WHAT YOU SHOULD DO:
Emit the entire listing verbatim.

DATA PROVIDED:

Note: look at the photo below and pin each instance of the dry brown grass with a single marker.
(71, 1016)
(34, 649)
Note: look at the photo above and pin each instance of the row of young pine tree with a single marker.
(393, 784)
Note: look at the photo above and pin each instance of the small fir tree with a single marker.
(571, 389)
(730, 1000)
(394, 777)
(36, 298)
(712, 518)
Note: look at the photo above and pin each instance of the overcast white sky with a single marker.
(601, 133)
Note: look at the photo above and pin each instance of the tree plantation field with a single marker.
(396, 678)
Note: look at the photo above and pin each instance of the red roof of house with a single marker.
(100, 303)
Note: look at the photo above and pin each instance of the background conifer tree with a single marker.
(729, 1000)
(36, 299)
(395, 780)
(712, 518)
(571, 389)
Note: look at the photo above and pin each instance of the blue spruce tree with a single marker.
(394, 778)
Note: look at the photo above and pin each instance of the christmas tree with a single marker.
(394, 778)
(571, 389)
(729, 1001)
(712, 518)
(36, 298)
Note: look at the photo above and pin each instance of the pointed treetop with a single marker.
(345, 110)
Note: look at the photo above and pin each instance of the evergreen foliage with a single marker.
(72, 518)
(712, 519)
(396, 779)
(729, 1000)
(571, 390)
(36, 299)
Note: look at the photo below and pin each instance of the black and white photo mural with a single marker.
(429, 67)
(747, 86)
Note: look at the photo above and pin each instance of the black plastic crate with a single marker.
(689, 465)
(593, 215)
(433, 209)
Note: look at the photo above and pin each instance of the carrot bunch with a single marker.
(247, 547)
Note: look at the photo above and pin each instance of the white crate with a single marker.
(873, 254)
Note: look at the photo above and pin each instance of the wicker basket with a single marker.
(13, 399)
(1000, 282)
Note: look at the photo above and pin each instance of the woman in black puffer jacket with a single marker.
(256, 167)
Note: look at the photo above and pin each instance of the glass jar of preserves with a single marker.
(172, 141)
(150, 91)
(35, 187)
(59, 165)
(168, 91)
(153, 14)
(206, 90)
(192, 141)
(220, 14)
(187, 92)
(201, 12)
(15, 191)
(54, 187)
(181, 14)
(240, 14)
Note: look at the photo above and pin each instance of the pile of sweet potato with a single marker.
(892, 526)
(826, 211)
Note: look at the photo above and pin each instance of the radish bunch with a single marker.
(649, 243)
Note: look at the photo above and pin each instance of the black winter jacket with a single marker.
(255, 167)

RESULT BELOW:
Note: look at the photo below and pin each instance of the dry brown grass with a single marker.
(71, 1016)
(34, 649)
Note: look at the photo above and pin each instance of the row of young pine tree with a single marker.
(393, 784)
Note: look at the photo above and pin each instance of the small fir tree with a single marker.
(571, 389)
(730, 1000)
(394, 777)
(36, 298)
(712, 518)
Note: look at the photo above and pin each instance of the overcast white sky with a single marker.
(601, 133)
Note: look at the photo above and pin each instance of the tree plantation field with a single marker.
(396, 678)
Note: look at the photo above and pin each instance of the red roof of house with a single marker.
(100, 303)
Note: look at the photo above and pin each instance of the background conifer tree with a single marker.
(729, 1000)
(36, 299)
(395, 780)
(712, 518)
(571, 389)
Note: look at the photo above and pin each instance of the blue spruce tree with a single marker.
(394, 778)
Note: look at the photo above and pin each instance of the christmas tree with a single marker.
(394, 778)
(571, 389)
(729, 1001)
(712, 518)
(36, 298)
Note: look at the photo above and pin each instance of the pointed treetop with a single marker.
(345, 110)
Note: look at the photo above and pin each instance of the evergreen foliage with a single marker.
(72, 518)
(712, 519)
(396, 779)
(729, 1000)
(571, 390)
(36, 299)
Note: look at the photo below and pin each instance of the black and white photo mural with a single marker.
(429, 67)
(747, 86)
Note: look at the photo above and pin each instance of the black plastic crate with a single marker.
(689, 465)
(593, 215)
(433, 209)
Note: look at the photo above and pin each instance of the carrot bunch with a single marker.
(247, 547)
Note: look at the photo above and pin each instance of the white crate with a single marker.
(873, 254)
Note: look at the photo above and pin each instance of the wicker basket with a single marker.
(13, 399)
(1000, 282)
Note: look at the photo above and pin each instance of the woman in black puffer jacket with a single marker.
(256, 167)
Note: look at the photo above and pin each instance of the glass jar of preserves with a single marker.
(172, 141)
(150, 91)
(35, 187)
(59, 165)
(168, 91)
(153, 14)
(206, 90)
(192, 141)
(220, 14)
(187, 92)
(201, 12)
(15, 191)
(54, 187)
(181, 14)
(240, 14)
Note: look at the photo above and pin each instance of the pile of sweet potato with a single marker.
(892, 526)
(826, 211)
Note: look at the photo above and pin each instance of the radish bunch with a single marker.
(649, 243)
Note: look at the photo above and pin each instance of the black winter jacket with a single marker.
(255, 167)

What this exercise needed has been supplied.